Quoted text »
<<<<

Checkpoint in Multi GPU

gnadaf · September 30, 2020, 8:15pm

Is there any difference between, saving checkpoint when training with a single GPU and saving checkpoint with 2 GPUs?

Example: If I use DataParallel to train on 2 GPUs, if I save checkpoint after each epoch, which parameters will be saved? GPU1 info saved or GPU-2 info saved in checkpoint ?

How to check while tranining

Janine · October 1, 2020, 2:31am

Having same doubts here, any guidance would be greatly appreciated!

ptrblck · October 2, 2020, 7:11am

nn.DataParallel will reduce all parameters to the model on the default device, so you could directly store the model.module.state_dict().
If you are using DistributedDataParallel, you would have to make sure that only one rank is storing the checkpoint as otherwise multiple process might be writing to the same file and thus corrupt it.
Here is an example how to do so.

CC @Janine

gnadaf · October 2, 2020, 12:24pm

Thanks @ptrblck, in nn.DataParallel if we use 2 GPUs, checkpoint saves the data from default device (i.e GPU-0), right? GPU-2 data is not important?

ptrblck · October 2, 2020, 9:25pm

Yes, that’s the case since nn.DataParallel will create new model replicas in each iteration and thus when you store the state_dict outside of the forward or backward pass, there should only be a single model on the initially specified device.

gnadaf · October 2, 2020, 11:20pm

yes, I verified with the experimen.

If we use two GPUs to train model in DataParallel(), Which portion of the saved data is identical between GPU 0 and GPU 1? weights, gradients, LR, etc the same across 2 GPUs?

I think, saved data from only GPU-0 (not from GPU-2), is it correct?

gnadaf · October 4, 2020, 12:28am

@ptrblck,

In case of DataParallel().
If we use two GPUs, initially model is replicated on both GPUs, weights and bias are same on both GPUs and after calculation, weights are updated GPU-0 (default), but GPU-1 holds the same updated value?

>>>>

Recorded information »
<<<<

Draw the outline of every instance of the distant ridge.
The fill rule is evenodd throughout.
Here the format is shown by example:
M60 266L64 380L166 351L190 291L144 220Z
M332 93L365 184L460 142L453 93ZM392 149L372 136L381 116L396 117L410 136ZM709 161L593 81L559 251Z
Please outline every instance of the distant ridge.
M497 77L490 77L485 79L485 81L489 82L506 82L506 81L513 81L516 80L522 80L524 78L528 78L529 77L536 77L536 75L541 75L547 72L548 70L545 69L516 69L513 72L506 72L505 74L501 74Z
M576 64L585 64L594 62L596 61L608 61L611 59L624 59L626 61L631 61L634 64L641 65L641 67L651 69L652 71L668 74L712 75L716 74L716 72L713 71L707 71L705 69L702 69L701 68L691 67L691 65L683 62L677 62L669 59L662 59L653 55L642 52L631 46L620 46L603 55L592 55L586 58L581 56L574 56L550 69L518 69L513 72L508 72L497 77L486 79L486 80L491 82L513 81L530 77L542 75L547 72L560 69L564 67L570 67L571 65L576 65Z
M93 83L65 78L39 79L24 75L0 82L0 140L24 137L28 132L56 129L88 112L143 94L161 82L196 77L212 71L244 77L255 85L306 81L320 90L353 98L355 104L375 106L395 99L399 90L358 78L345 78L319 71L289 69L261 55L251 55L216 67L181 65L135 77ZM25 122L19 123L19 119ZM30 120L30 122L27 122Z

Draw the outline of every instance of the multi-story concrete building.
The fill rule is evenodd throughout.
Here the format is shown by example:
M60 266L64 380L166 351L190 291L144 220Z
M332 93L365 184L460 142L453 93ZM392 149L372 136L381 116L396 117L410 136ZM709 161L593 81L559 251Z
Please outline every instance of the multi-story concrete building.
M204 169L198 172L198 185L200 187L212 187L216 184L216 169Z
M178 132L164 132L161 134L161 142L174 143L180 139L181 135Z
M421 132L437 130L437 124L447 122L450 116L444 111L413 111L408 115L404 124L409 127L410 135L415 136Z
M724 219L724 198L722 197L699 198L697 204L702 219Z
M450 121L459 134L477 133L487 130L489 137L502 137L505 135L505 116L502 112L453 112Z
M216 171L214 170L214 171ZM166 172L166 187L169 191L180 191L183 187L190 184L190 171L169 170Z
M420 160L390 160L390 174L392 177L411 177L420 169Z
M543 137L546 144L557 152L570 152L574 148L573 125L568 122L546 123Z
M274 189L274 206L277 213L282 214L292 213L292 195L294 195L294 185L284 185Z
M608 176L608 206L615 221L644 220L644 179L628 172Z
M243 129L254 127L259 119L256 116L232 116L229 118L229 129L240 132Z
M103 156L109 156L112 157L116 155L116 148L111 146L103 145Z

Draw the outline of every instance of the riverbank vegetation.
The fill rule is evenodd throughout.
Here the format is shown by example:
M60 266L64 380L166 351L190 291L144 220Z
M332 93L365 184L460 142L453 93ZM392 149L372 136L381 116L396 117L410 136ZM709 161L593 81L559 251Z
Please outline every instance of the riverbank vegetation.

>>>>

What you have to do »
Copy out the part of the multi-GPU checkpoint thread word for word, from "nn.DataParallel will reduce" up to and including "is not important?".

Exercise answer »
nn.DataParallel will reduce all parameters to the model on the default device, so you could directly store the model.module.state_dict().
If you are using DistributedDataParallel, you would have to make sure that only one rank is storing the checkpoint as otherwise multiple process might be writing to the same file and thus corrupt it.
Here is an example how to do so.

CC @Janine

gnadaf · October 2, 2020, 12:24pm

Thanks @ptrblck, in nn.DataParallel if we use 2 GPUs, checkpoint saves the data from default device (i.e GPU-0), right? GPU-2 data is not important?